Task list>
[a] From the article on fake news in the Philippines, list the four major study areas in which the distribution of fake news scores was compared.
[b] Retype the stretch of the article on fake news in the Philippines from "The results were" through "appears very similar.".
[c] Using the article on fake news in the Philippines, answer each question briefly.
(i) How long does the quiz in the online survey take?
(ii) When was the survey rolled out?
(iii) What is the typical pass rate in the Philippines?

Supplied passage>
A fake news indicator for the Philippines

At the Ateneo Policy Center in Manila, researchers have developed a potential diagnostic tool to measure the presence and depth of fake news vulnerability, particularly among the young (aged 18-29), expected to account for 24 million voters in the Philippines’ May 2022 elections. With the aim of contributing to this nascent field, the policy centre has partnered with educational institutions, organisations, and student governments from universities and colleges in the country’s top 25 vote-rich cities and in the country’s capital. The diagnostic tool is based on a survey fielded online, which allows respondents to take a five-minute quiz identifying possible fake news examples.

The survey consists of several sections on the thoughts of young people and elections, with one section taking the form of a fake news quiz. The quiz consists of five accurate news items and five fake news items, which respondents rate as either true or false. The fake news items were randomly selected from a list of stories between January and June 2021 generated from Vera Files and Rappler, which are fact-checking websites certified through a non-partisan International Fact-Checking Network and Facebook partners for third-party fact-checking programs in the Philippines.

For a significant percentage of the youth in particular geographical areas, the ability to spot fake news is below the pass rate, which is typically 75 per cent in the Philippines.

The accurate news items were selected to mirror the format and time frame of the fake news items as well as contain ambiguous or absurd statements that could pass off as real news. The survey was rolled out in late August 2021 through various social media and learning management platforms. By the time it concluded in late September, around 24,625 young Filipinos from 25 partner colleges and universities had participated.

The results were compelling and begin to map the landscape in the battle against fake news. For a significant percentage of the youth in particular geographical areas, the ability to spot fake news is below the pass rate, which is typically 75 per cent in the Philippines. Those who failed, typically scored around 60 per cent (The two charts show the number of people able to accurately identify the five fake and five real news items). The distribution of fake news scores in the four major study areas (the National Capital Region (NCR), Balance Luzon, Visayas, and Mindanao) appears very similar.

While these results should not be extrapolated to all youth in these major regions, the indicators raise possibilities for further research and educational action. These initial results could equip educators and researchers with the necessary information to map susceptibility to infodemics  among young people, and possibly track the spread of disinformation across groups and over time.

Before a cure, diagnosis

Good quality information is critical to functioning democracies – it is particularly crucial to more informed voter choices. Technology offers tremendous opportunities for providing information that can combat truth decay, yet it also opens the door to abuse. Like a virus, disinformation can be contagious – proliferating easily and adding to the political polarisation and division that now affects many democracies. Rather than arriving at stronger collective action, the Philippines, like many democratic societies, seems further away from social cohesion and common purpose. While we can now better track the spread of the Covid-19 pandemic, we are still grappling with how to better track the infodemic.

Efforts to counter mis- and disinformation rely on social media platforms (through self-regulation of “inauthentic content”), media and civil society organisations (via fact-checking initiatives), academic institutions (by means of research and awareness campaigns among youth) and government (in the form of legislative reforms to regulate social media). Yet there is still considerable debate on some of the battlefronts, particularly as regards government regulation, which can end up stifling free speech and fuelling anti-democratic tendencies among governments. As we search for a more viable and egalitarian cure, it is crucial to develop diagnostics so that researchers can at least better track vulnerability and the infectious spread of fake news.

Dataset extract>
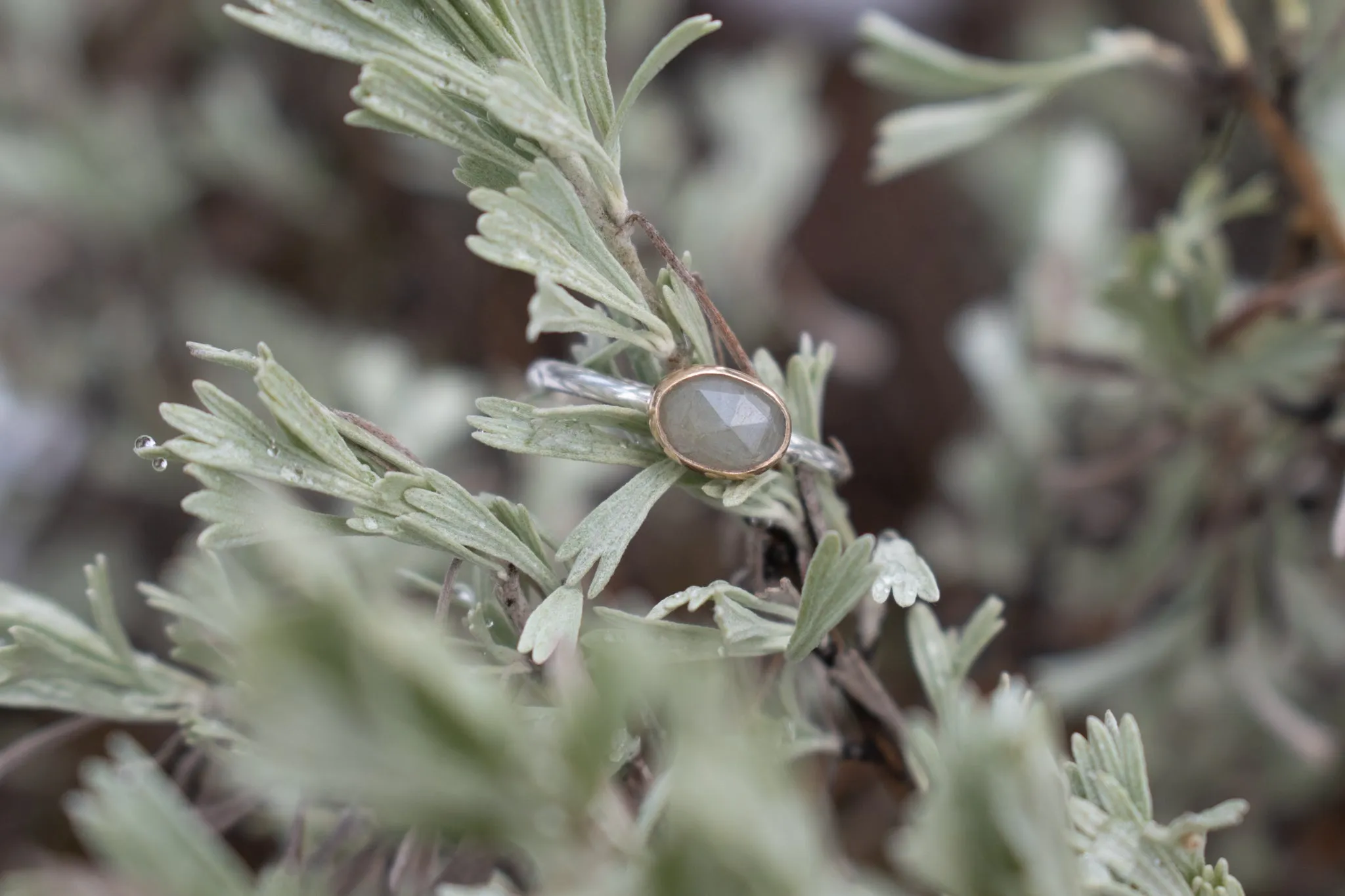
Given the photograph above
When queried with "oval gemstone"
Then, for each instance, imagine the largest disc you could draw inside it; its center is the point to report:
* * *
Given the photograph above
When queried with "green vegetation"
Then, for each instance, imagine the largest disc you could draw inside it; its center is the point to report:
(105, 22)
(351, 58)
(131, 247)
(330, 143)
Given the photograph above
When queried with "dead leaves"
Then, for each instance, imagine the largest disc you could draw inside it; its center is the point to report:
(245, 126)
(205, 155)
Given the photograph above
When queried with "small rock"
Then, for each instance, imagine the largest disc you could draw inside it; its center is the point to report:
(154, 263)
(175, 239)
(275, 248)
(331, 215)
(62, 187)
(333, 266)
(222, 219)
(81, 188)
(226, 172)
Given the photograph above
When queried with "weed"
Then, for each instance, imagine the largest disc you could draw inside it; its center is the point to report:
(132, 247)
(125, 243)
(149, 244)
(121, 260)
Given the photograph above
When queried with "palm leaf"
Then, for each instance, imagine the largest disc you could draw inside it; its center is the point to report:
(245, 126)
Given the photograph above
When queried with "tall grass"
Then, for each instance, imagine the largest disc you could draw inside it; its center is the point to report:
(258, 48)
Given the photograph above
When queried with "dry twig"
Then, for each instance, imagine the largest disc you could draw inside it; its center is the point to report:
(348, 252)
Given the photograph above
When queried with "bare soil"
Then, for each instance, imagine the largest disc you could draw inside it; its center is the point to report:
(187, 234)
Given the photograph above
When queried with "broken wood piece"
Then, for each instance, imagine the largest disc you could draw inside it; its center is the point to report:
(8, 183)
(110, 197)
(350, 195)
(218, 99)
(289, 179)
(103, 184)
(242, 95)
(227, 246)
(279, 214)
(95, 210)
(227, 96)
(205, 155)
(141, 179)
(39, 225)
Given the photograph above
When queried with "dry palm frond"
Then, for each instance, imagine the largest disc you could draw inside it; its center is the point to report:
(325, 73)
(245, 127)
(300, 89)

Responses to the tasks>
[a] the National Capital Region (NCR), Balance Luzon, Visayas, Mindanao

[b]
The results were compelling and begin to map the landscape in the battle against fake news. For a significant percentage of the youth in particular geographical areas, the ability to spot fake news is below the pass rate, which is typically 75 per cent in the Philippines. Those who failed, typically scored around 60 per cent (The two charts show the number of people able to accurately identify the five fake and five real news items). The distribution of fake news scores in the four major study areas (the National Capital Region (NCR), Balance Luzon, Visayas, and Mindanao) appears very similar.

[c]
(i) Five minutes.
(ii) Late August 2021.
(iii) 75 per cent.